Reading text —
══════════

1. The Standard Disclosure Form

In November 2010, Milbourne applied for and conditionally received a job with JRK pending satisfactory completion of a background check. FAC ¶¶ 7-9. Before JRK obtained a consumer report on Milbourne, he signed two disclosure forms. FAC ¶¶ 15-18. The first form, the "Standard Disclosure Form," provides in part:

I certify that the information contained herein is true and understand that any falsification will result in the rejection of my application or termination of my employment. I also understand that the requested information is for the sole purpose of conducting a background investigation which may include a check of my identity, work and credit history, driving records, and any criminal history which may be in the files of any state or local criminal agency . . . I hereby authorize this company, its corporate affiliates, its employees, its authorized agents, and representatives . . . to verify all information contained in this form or in my application and to inquire into any character, general reputation, personal characteristics, and mode of living . . . I hereby release this company, its corporate affiliates, its employees, its authorized agents and representatives and all others involved in this background investigation from any liability in connection with any information they give or gather and any decisions made concerning my employment based on such information. I understand that any offer of employment I may receive is contingent upon the successful completion of the background investigation. I further understand that I have a right, under Section 606(B) of the Fair Credit Reporting Act, to make a written request to this company within a reasonable period of time for a complete and accurate disclosure of the nature and scope of the investigation requested.

ECF No. 49-2 at 2 (emphasis added). Robins and Churcher also signed the Standard Disclosure Form when they applied for employment with JRK in April 2011 and September 2013, respectively. FAC ¶¶ 27-31.

On October 31, 2014, the Court certified two classes based on the alleged deficiencies of the Standard Disclosure form. First, the Court certified an "Impermissible Use Class," defined as follows:

All natural persons residing in the United States (including all territories and other political subdivisions of the United States), (a) who applied for an employment position with Defendant or any of its subsidiaries, (b) as part of this application process were the subject of a consumer report obtained by Defendant during the two years proceeding [sic] the filing of the Complaint, (c) where Defendant used a form to make its disclosures pursuant to 15 U.S.C. § 1681b(b)(2) that contained a release and/or waiver of the signing consumer's claims and/or rights.

(ECF No. 56). The Court also certified an "Adverse Action" subclass, defined as follows:

All natural persons residing in the United States (including all territories and other political subdivisions of the United States), (a) who applied for an employment position with Defendant or any of its subsidiaries, (b) as part of this application process were the subject of a consumer report background check obtained by Defendant on or after the date two years proceeding [sic] the filing of the Comp la int, (c) where Defendant's records show that the applicant was denied employment because of the background check, (d) and to whom Defendant did not provide a copy of the consumer report and other disclosures stated at 15 U.S.C. § 1681b(b)(3)(A)(ii) at least five business days before the date the employment decision is first noted in Defendant's records.

Id.

══════════

(Pointing records)
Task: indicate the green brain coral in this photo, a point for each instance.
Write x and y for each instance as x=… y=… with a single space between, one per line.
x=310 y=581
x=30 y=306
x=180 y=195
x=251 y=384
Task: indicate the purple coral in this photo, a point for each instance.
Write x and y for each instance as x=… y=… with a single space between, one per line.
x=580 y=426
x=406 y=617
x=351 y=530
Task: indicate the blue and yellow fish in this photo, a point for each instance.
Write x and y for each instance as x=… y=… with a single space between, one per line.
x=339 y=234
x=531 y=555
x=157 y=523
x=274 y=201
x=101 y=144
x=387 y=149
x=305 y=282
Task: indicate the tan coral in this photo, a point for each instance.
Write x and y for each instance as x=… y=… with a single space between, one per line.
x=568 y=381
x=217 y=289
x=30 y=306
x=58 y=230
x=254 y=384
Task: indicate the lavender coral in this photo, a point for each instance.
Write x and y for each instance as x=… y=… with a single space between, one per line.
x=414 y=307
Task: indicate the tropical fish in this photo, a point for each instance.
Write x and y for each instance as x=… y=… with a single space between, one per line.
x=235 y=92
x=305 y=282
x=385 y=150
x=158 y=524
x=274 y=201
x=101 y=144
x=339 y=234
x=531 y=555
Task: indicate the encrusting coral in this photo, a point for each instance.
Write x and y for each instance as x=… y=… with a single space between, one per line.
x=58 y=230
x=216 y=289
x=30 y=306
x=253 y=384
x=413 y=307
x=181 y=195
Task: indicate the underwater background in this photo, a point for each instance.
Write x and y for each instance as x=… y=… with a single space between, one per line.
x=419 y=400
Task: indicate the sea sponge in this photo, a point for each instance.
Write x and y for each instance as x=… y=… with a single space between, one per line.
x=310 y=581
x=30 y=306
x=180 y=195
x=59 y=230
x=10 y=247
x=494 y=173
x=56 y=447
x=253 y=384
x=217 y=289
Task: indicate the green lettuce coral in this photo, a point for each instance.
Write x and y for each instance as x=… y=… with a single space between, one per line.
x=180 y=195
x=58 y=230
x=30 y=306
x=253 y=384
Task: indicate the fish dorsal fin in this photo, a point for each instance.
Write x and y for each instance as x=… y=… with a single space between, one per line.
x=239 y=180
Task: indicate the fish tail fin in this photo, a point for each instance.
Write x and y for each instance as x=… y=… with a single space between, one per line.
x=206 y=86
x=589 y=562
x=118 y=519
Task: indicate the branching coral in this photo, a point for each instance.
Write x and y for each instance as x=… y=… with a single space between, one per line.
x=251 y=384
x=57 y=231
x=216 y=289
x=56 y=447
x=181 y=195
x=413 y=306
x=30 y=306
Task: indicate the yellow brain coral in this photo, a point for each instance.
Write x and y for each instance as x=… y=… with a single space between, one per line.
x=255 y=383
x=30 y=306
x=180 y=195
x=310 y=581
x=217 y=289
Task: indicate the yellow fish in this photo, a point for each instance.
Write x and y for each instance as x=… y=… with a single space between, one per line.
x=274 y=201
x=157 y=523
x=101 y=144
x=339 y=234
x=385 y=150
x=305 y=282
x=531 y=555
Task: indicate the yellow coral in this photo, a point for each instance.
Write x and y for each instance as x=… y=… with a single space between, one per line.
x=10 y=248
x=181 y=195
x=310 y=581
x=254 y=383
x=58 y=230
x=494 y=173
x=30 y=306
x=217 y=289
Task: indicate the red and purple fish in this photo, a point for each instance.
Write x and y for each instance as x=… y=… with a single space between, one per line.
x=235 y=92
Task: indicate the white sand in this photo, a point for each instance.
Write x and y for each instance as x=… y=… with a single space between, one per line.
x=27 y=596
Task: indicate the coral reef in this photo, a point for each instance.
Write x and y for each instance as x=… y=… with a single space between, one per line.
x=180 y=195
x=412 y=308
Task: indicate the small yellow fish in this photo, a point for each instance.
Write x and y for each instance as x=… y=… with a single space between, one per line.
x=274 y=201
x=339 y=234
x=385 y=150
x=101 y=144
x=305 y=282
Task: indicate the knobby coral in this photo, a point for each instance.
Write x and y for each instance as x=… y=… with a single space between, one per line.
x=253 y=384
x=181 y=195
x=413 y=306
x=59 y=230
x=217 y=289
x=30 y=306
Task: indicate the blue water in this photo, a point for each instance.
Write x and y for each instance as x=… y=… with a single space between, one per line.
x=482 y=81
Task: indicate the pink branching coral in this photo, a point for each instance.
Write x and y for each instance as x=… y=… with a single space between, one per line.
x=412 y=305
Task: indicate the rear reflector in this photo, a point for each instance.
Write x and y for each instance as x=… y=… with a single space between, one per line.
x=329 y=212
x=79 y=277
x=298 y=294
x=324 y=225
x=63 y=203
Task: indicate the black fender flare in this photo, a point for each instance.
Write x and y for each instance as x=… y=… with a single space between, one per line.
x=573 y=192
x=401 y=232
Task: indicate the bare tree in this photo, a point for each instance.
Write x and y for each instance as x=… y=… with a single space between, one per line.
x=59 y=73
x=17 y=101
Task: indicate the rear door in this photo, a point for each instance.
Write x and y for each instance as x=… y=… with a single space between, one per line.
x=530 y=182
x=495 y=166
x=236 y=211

══════════

Problem set —
(a) Copy the stretch of the court text from "On October 31, 2014, the" through "claims and/or rights.", switching "Impermissible Use Class" to "Unauthorized Use Class".
(b) Reproduce the stretch of the pointing listing from the line containing "Task: indicate the blue water" through the line containing "x=412 y=305", with both of those lines included.
The court text and the pointing listing have nothing to do with each other.

Per-task answers —
(a)
On October 31, 2014, the Court certified two classes based on the alleged deficiencies of the Standard Disclosure form. First, the Court certified an "Unauthorized Use Class," defined as follows:

All natural persons residing in the United States (including all territories and other political subdivisions of the United States), (a) who applied for an employment position with Defendant or any of its subsidiaries, (b) as part of this application process were the subject of a consumer report obtained by Defendant during the two years proceeding [sic] the filing of the Complaint, (c) where Defendant used a form to make its disclosures pursuant to 15 U.S.C. § 1681b(b)(2) that contained a release and/or waiver of the signing consumer's claims and/or rights.

(b)
Task: indicate the blue water in this photo, a point for each instance.
Write x and y for each instance as x=… y=… with a single space between, one per line.
x=482 y=81
Task: indicate the pink branching coral in this photo, a point for each instance.
Write x and y for each instance as x=… y=… with a single space between, one per line.
x=412 y=305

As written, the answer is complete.